#### [Saved entries]

*-*-*

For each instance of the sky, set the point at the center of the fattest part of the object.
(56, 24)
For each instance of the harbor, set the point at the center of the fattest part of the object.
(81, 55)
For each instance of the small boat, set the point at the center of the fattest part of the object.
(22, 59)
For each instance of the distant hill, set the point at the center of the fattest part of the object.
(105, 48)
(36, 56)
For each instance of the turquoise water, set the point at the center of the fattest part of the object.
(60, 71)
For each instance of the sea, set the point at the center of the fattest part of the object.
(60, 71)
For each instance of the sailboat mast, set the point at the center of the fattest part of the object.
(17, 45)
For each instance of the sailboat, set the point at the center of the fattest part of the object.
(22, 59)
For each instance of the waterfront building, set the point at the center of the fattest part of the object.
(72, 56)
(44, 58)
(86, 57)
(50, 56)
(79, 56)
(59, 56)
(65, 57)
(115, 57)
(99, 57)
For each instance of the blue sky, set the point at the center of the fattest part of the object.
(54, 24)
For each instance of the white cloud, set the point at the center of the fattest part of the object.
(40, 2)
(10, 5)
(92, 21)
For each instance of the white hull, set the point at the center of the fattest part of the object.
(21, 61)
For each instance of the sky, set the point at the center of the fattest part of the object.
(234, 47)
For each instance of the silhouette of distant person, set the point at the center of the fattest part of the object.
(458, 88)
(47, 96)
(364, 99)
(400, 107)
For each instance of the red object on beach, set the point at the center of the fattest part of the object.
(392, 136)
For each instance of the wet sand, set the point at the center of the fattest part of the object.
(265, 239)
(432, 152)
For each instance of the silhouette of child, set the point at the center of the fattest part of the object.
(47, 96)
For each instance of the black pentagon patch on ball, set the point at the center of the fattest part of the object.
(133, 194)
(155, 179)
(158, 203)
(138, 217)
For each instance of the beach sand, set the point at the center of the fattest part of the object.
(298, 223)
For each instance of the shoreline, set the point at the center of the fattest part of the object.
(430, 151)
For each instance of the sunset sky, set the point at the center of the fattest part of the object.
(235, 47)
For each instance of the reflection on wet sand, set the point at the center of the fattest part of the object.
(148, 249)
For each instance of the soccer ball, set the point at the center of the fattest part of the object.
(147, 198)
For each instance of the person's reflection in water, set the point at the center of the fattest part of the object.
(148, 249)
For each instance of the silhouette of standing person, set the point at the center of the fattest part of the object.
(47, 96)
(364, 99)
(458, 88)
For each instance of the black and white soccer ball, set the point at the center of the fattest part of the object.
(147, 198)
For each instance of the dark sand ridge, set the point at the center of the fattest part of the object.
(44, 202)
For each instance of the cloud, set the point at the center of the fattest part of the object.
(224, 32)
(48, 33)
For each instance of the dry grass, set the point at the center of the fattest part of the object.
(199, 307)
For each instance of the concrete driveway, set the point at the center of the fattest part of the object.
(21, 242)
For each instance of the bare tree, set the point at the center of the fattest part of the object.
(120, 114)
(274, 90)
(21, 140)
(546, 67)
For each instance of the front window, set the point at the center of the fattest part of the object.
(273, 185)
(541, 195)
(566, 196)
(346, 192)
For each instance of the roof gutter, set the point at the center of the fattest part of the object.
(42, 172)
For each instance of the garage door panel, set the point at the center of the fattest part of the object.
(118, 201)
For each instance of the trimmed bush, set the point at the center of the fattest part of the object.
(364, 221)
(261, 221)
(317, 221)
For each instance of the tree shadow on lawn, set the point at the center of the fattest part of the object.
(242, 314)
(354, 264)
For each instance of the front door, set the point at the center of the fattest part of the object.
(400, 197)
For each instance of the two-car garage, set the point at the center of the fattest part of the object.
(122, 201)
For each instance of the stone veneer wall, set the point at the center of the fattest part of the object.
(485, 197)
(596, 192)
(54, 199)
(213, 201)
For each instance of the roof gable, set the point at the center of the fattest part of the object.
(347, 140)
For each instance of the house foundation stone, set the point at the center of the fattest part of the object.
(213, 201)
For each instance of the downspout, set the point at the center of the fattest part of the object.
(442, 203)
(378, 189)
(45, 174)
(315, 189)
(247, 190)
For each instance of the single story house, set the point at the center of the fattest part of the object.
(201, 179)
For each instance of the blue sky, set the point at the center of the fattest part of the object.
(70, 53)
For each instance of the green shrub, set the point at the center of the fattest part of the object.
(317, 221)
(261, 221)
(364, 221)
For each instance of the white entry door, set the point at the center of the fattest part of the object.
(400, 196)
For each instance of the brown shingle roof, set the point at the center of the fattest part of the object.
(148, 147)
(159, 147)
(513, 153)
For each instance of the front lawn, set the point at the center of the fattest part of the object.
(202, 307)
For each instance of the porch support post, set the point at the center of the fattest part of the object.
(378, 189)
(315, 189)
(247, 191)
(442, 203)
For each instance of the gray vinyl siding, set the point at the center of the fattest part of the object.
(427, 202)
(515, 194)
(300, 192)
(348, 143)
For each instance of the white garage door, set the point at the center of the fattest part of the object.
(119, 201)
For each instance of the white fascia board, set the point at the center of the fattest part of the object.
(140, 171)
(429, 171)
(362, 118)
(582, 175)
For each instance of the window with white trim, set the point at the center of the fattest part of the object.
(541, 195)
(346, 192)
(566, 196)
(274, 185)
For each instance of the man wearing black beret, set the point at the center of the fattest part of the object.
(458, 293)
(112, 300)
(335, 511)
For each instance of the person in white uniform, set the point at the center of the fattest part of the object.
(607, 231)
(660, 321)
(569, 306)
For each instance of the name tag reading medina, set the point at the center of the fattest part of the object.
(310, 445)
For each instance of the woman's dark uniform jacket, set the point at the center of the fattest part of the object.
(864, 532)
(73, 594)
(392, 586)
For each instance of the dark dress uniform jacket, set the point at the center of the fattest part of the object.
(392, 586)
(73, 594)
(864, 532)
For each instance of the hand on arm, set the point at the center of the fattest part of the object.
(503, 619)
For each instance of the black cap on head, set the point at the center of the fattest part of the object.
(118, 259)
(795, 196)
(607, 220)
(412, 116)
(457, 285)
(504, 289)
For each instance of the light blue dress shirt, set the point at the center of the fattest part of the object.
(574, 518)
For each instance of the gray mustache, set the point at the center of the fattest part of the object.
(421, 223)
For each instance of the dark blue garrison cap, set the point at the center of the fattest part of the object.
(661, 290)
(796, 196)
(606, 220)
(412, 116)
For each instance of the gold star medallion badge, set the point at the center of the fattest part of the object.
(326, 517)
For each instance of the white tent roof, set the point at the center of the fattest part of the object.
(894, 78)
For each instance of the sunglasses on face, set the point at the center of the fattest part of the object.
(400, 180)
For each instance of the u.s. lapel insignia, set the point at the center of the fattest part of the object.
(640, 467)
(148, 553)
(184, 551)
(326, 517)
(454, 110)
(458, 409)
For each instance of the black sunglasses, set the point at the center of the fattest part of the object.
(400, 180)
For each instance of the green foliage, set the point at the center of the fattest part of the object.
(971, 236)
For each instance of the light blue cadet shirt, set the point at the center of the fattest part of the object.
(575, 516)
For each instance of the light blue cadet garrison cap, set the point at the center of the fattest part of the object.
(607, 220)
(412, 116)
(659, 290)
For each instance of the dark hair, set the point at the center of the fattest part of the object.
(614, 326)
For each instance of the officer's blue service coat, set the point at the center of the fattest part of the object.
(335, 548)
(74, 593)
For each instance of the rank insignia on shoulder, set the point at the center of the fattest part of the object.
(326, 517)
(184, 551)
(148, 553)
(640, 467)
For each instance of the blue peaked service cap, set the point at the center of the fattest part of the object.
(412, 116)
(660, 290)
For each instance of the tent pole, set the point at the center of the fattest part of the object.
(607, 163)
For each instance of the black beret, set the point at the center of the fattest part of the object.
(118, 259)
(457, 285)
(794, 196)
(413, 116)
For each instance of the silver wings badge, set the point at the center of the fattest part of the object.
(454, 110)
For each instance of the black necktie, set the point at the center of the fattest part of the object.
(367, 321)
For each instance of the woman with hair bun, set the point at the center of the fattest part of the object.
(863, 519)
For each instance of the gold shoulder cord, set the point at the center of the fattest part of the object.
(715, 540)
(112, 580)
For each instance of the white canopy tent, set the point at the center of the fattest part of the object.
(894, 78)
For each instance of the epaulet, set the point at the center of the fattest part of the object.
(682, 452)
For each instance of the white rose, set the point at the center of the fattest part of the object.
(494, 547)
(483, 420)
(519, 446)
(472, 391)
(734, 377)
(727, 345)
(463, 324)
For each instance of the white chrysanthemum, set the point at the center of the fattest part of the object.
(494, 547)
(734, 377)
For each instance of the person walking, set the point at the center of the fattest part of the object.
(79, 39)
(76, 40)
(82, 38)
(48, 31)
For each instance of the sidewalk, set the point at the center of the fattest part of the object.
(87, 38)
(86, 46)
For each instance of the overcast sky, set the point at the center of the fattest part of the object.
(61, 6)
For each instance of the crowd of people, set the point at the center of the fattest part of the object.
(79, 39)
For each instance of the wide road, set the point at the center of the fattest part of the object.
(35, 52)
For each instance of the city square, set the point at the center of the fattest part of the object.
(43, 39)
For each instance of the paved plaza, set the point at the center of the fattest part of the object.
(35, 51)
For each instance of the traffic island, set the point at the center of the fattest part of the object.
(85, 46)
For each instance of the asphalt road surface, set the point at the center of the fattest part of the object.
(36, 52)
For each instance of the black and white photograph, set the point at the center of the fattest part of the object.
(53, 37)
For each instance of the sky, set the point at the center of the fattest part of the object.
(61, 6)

*-*-*

In the listing above, find the line containing "For each instance of the wide", then reproduce it and each line after it through the end, exactly and with nothing added.

For each instance of the wide road, set the point at the center of the fattest part of the object.
(35, 52)
For each instance of the city square, set the point at the center of the fattest part of the object.
(43, 39)
For each instance of the paved plaza, set the point at the center of the fattest part of the object.
(35, 51)
For each instance of the traffic island, set the point at the center of the fattest part of the object.
(85, 46)
For each instance of the asphalt road surface, set the point at the center of the fattest part of the object.
(36, 52)
For each instance of the black and white photograph, set the point at the center of the fattest part of the object.
(53, 37)
For each instance of the sky, set the point at the center of the fattest part of the object.
(61, 6)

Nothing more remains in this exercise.